** Opening Exercise materials block **

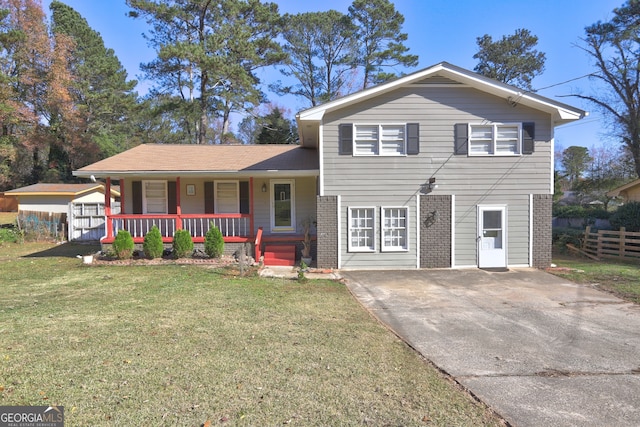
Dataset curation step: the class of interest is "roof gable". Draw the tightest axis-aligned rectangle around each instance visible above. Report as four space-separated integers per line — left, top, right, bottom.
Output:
297 62 587 126
5 183 119 197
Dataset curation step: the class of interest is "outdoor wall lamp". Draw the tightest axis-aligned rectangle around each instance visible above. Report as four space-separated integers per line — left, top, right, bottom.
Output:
261 182 267 193
427 177 438 190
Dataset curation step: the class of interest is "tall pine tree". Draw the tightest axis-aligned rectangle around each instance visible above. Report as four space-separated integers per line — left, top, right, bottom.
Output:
50 1 139 160
127 0 284 144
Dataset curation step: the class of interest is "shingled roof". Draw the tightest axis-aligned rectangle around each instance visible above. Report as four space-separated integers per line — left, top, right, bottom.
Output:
74 144 319 178
5 183 120 196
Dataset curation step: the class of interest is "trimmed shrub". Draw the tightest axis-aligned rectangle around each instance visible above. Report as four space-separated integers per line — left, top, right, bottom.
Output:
204 223 224 258
610 202 640 232
172 229 193 258
113 230 134 259
143 225 164 259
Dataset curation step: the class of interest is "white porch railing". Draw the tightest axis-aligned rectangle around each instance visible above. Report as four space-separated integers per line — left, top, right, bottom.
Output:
108 214 251 240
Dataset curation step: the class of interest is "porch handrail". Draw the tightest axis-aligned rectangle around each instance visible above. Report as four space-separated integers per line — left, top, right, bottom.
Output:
255 227 263 262
108 213 253 240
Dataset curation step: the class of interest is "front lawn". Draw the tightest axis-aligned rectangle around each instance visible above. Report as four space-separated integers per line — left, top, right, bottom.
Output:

** Closing Exercise materials block **

Problem description:
Take the listing and print it again exactly, but without any pictures.

Response below:
Dataset curation step: the class of interest is "roof gable". Draw the tightest axis-aligned rectangle around each instance visible above. Report as four space-separated integers per line — left, top, right, bottom.
Output:
297 62 587 126
5 183 119 197
Dataset curation step: the class of interest is "outdoor wall lamp". Draw the tightest axis-aligned rectangle around each instance visible above. Report as four space-separated integers per line — left, top, right, bottom.
Output:
261 182 267 193
427 177 438 190
Dataset curation step: the class of interest is "tall pine tree". Draw the tightest axis-aligned rectangle around each instance visible above. Report as four space-separated integers per line — left, top, right, bottom.
Output:
50 1 139 160
127 0 284 144
Dataset curation step: the class of interest is "shingled roof". Draw the tightest axis-aligned rectangle around each instance visible above. Report as four space-separated integers per line — left, top, right, bottom.
Output:
74 144 319 178
5 183 120 196
Dataset curation step: the class of interest is "trimmed shrub". Draw the tightest axis-aligned rectangle around each instance visible above. Report as four space-separated integers per line — left, top, right, bottom.
Output:
204 223 224 258
610 202 640 232
172 229 193 258
113 230 134 259
143 225 164 259
Dataset curation step: the class of interest is "white porch railing". Draw the tightest axis-aligned rectangle around each instance visible above. Report as four space-separated integers per line — left, top, right, bottom.
Output:
108 214 251 240
Dataset curation step: the class of interest is "porch handrail". Draw the tightest axis-aligned rectangle around each instance visible above. Report as four space-separated integers per line — left, top, right, bottom.
Output:
255 227 263 262
108 213 253 240
Dataset curation step: the class of interest is "front lawn". Draw the tightest axis-aligned rectangle around each instance visible above. Report as four space-separated integers per line — left, top, right, bottom.
Output:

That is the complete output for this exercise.